══ Quoted passage

Humans are thought to open their mouths between two and seven times per second while talking, with each open-close cycle corresponding to a syllable.
This speech-like rhythm has also been observed in other monkey species such as gibbons, orangutans and macaques.
However, the lip smacks of African great apes, the closest species to humans, had never been studied.
So a team of researchers, which included scientists from St Andrews University, the University of York and the University of Warwick, looked at data from four chimpanzee populations.
They analysed the video recordings of these primates from Edinburgh Zoo and Leipzig Zoo in Germany, alongside footage collected from wild communities in Uganda, including the Kanyawara and the Waibira.
Researchers found that chimpanzees made lip smacks while grooming another, opening and closing their mouths at an average of four times per second.
According to the experts, these findings confirm that human speech has “ancient roots within primate communication”.
They believe these mouth signals may have played a role in the evolution of a vocal system in humans that laid the foundation for speech.

════
══ Given data

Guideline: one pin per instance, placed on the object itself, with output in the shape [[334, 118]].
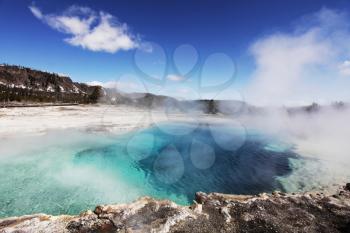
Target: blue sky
[[232, 28]]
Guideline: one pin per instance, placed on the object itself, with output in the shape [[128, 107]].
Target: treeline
[[10, 94]]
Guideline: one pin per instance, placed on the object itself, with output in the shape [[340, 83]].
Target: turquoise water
[[71, 171]]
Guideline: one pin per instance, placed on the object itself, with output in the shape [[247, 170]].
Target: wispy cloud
[[90, 30], [175, 78], [304, 65]]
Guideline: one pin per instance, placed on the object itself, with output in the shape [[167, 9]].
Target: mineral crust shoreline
[[214, 212]]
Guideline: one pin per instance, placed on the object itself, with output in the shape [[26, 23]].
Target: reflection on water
[[63, 175]]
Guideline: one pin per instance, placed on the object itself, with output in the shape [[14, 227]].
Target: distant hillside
[[25, 84]]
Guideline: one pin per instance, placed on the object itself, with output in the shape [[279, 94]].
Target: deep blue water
[[68, 172], [182, 165]]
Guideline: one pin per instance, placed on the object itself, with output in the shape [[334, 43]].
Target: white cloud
[[175, 78], [90, 30], [344, 68], [302, 66]]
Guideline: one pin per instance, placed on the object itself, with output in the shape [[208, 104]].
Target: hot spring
[[66, 172]]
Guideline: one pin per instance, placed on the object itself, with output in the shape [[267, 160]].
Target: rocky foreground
[[276, 212]]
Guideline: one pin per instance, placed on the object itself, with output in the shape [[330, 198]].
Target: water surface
[[70, 171]]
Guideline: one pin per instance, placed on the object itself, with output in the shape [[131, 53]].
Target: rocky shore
[[276, 212]]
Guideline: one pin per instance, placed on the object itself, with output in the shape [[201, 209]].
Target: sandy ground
[[116, 119]]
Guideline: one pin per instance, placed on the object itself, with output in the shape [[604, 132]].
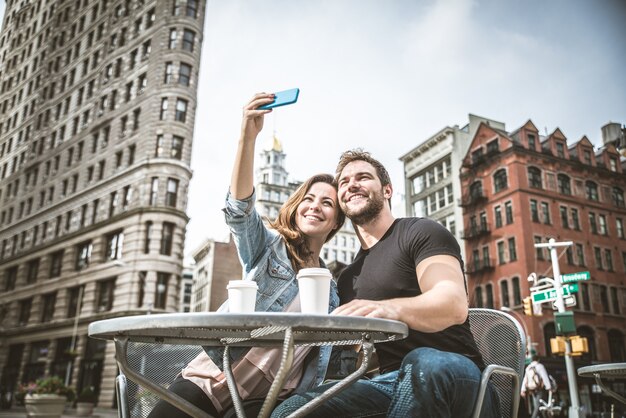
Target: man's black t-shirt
[[387, 271]]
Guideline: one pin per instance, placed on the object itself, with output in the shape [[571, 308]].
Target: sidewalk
[[20, 412]]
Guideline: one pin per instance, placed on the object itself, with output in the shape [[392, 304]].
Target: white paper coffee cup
[[314, 285], [241, 296]]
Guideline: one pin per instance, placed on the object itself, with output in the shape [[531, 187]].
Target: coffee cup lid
[[242, 283], [314, 271]]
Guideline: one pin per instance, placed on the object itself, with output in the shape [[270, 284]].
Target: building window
[[74, 297], [508, 212], [177, 147], [56, 262], [591, 190], [32, 270], [83, 255], [163, 112], [512, 250], [534, 178], [564, 184], [171, 193], [167, 237], [575, 221], [592, 223], [114, 243], [160, 294], [24, 315], [500, 180], [188, 40], [47, 312], [517, 294], [148, 234], [598, 255], [501, 258], [498, 216], [534, 211], [184, 74], [104, 295], [618, 197], [154, 191], [504, 290], [181, 110], [580, 254], [564, 218]]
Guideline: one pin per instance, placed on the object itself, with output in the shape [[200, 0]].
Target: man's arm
[[443, 301]]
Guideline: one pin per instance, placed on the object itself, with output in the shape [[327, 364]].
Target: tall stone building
[[97, 103], [522, 188], [431, 172]]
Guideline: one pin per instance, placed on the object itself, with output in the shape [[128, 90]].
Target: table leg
[[121, 348], [286, 361], [368, 347], [607, 390], [232, 385]]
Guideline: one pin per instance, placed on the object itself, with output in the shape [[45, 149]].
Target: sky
[[386, 75]]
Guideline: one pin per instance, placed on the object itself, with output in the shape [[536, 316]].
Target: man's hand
[[368, 308]]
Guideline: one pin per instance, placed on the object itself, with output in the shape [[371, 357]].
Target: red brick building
[[521, 188]]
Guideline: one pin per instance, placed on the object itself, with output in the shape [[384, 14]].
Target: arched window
[[592, 190], [618, 197], [500, 180], [616, 346], [549, 332], [588, 333], [534, 178], [564, 184]]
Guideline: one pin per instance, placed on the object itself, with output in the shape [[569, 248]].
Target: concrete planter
[[44, 406]]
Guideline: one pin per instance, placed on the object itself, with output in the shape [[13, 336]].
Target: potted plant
[[85, 402], [46, 397]]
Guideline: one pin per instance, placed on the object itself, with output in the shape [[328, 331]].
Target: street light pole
[[574, 409]]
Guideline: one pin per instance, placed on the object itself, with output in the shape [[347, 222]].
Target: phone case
[[283, 98]]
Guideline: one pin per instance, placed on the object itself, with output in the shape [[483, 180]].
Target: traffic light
[[557, 345], [528, 306]]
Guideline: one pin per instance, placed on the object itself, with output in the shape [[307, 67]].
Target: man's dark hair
[[358, 154]]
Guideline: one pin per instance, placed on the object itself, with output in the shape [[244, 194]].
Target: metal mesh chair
[[502, 343], [162, 363]]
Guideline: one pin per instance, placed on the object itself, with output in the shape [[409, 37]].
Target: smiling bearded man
[[409, 270]]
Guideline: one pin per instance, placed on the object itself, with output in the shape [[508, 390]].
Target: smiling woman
[[271, 257]]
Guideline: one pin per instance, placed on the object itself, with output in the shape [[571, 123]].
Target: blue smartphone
[[283, 98]]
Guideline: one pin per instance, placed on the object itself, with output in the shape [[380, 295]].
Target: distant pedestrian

════

### Exercise requirements
1. In the records, give the lines from the one containing "shape [[45, 149]]." through the one containing "[[521, 188]]", inclusive, as a numbered list with any blank lines left out.
2. Take the article on chimpanzee lip smacks further from its final sentence.

### Responses to the tasks
1.
1. Guideline: one pin per instance, placed on the object itself, with output in the shape [[45, 149]].
2. Target: sky
3. [[386, 75]]
4. Guideline: one pin per instance, placed on the object itself, with output in the shape [[536, 316]].
5. Target: man's hand
6. [[368, 308]]
7. Guideline: one pin per instance, placed on the object itself, with output in the shape [[371, 357]].
8. Target: red brick building
9. [[521, 188]]

2.
Study author Dr Adriano Lameira, from the department of psychology at the University of Warwick, said: “Our results prove that spoken language was pulled together within our ancestral lineage using ‘ingredients’ that were already available and in use by other primates and hominids.
“This dispels much of the scientific enigma that language evolution has represented so far.”
He added: “We found pronounced differences in rhythm between chimpanzee populations, suggesting that these are not the automatic and stereotypical signals so often attributed to our ape cousins.
“Instead, just like in humans, we should start seriously considering that individual differences, social conventions and environmental factors may play a role in how chimpanzees engage ‘in conversation’ with one another.”